[begin Text section]
Road is a 2014 BBC documentary film narrated by Liam Neeson about the Dunlop family from Northern Ireland who dominated motorcycle road racing for twenty years. Northern Ireland and the Isle of Man are almost unique in holding motorcycle races on (closed) public roads. 

The film follows the racing careers of Joey Dunlop (1952–2000), who won five consecutive TT Formula One world titles and his brother Robert Dunlop (1960–2008), whose sons Michael (born 1988) and William (1985–2018) were successful road racers.

Joey Dunlop was notable off-track for his humanitarian work among orphanages in the Balkans. He was killed during a race in Tallinn, Estonia, when his bike left the track and crashed into a tree.
[end Text section]
**Requirements:** Print the passage of the text on the Dunlop racing family starting at "Road is a 2014" and ending at "into a tree.", with no changes.
[begin Data section]
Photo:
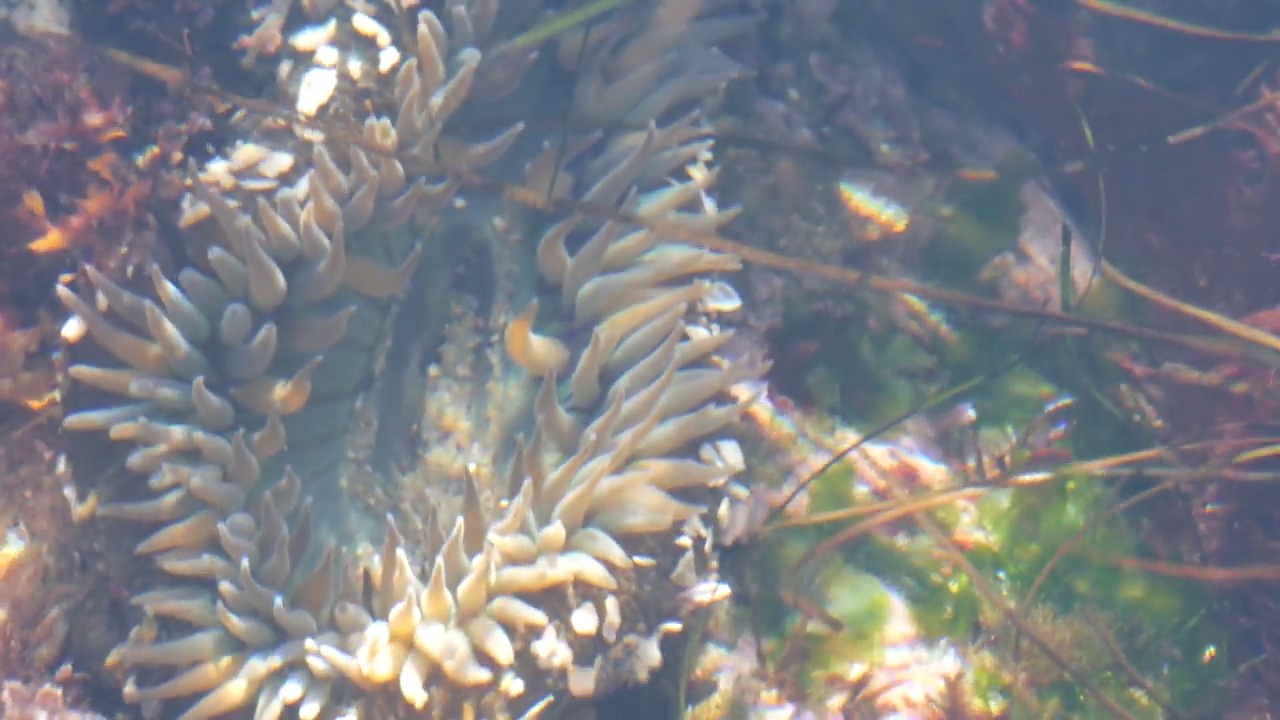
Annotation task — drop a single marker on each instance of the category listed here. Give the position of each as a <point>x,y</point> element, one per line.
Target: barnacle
[end Data section]
**Solution to the exercise:**
Road is a 2014 BBC documentary film narrated by Liam Neeson about the Dunlop family from Northern Ireland who dominated motorcycle road racing for twenty years. Northern Ireland and the Isle of Man are almost unique in holding motorcycle races on (closed) public roads. 

The film follows the racing careers of Joey Dunlop (1952–2000), who won five consecutive TT Formula One world titles and his brother Robert Dunlop (1960–2008), whose sons Michael (born 1988) and William (1985–2018) were successful road racers.

Joey Dunlop was notable off-track for his humanitarian work among orphanages in the Balkans. He was killed during a race in Tallinn, Estonia, when his bike left the track and crashed into a tree.